START Entries shown

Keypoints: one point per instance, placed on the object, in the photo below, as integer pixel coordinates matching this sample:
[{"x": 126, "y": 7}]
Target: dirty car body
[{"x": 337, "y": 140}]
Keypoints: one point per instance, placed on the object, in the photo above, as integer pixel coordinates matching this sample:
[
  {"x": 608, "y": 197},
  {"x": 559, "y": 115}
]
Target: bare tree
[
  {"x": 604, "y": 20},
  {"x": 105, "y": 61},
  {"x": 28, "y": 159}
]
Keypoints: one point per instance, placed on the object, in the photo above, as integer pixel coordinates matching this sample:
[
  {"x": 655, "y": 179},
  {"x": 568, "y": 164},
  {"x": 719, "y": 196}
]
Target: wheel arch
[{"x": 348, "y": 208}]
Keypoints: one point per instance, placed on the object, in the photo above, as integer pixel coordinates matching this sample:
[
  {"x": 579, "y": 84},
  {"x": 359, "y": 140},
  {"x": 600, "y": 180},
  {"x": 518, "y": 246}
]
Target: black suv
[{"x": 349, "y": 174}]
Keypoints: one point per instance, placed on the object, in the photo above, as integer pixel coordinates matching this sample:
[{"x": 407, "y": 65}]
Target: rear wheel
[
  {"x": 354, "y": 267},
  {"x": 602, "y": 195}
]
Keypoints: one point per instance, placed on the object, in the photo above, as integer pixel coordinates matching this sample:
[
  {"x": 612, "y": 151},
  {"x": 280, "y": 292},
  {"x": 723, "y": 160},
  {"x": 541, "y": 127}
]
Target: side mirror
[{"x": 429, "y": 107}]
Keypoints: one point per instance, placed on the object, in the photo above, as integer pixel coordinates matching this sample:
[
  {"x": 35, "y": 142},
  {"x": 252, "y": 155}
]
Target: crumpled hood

END Entries shown

Task prompt: Copy each entry exactly, leaving every line as it is.

Output:
Keypoints: one point per instance, placed on the object, in the photo below, as integer pixel coordinates matching this sample:
[{"x": 126, "y": 7}]
Target: dirty car body
[{"x": 337, "y": 140}]
Keypoints: one point per instance, placed on the object, in the photo above, as integer pixel coordinates matching this sample:
[
  {"x": 608, "y": 197},
  {"x": 559, "y": 115}
]
Target: bare tree
[
  {"x": 604, "y": 20},
  {"x": 105, "y": 61},
  {"x": 28, "y": 159}
]
Keypoints: one point per instance, placed on the object, in the photo above, as integer pixel coordinates matching this sample:
[
  {"x": 655, "y": 179},
  {"x": 568, "y": 164},
  {"x": 719, "y": 196}
]
Target: wheel arch
[{"x": 348, "y": 208}]
Keypoints: one point per instance, placed on the object, in the photo above, as integer pixel coordinates matching this sample:
[
  {"x": 579, "y": 84},
  {"x": 359, "y": 140},
  {"x": 600, "y": 180},
  {"x": 518, "y": 246}
]
Target: black suv
[{"x": 349, "y": 174}]
Keypoints: one point per instance, placed on the object, in the photo above, as integer pixel coordinates matching this sample:
[{"x": 407, "y": 65}]
Target: rear wheel
[
  {"x": 354, "y": 267},
  {"x": 602, "y": 195}
]
Keypoints: one point per instance, placed on the object, in the photo above, as integer pixel coordinates matching this sample:
[
  {"x": 612, "y": 151},
  {"x": 280, "y": 292},
  {"x": 723, "y": 160},
  {"x": 541, "y": 127}
]
Target: side mirror
[{"x": 429, "y": 107}]
Keypoints: one point per instance, placed on the object, in the photo above, as integer pixel coordinates matching this sample:
[
  {"x": 35, "y": 142},
  {"x": 252, "y": 155}
]
Target: crumpled hood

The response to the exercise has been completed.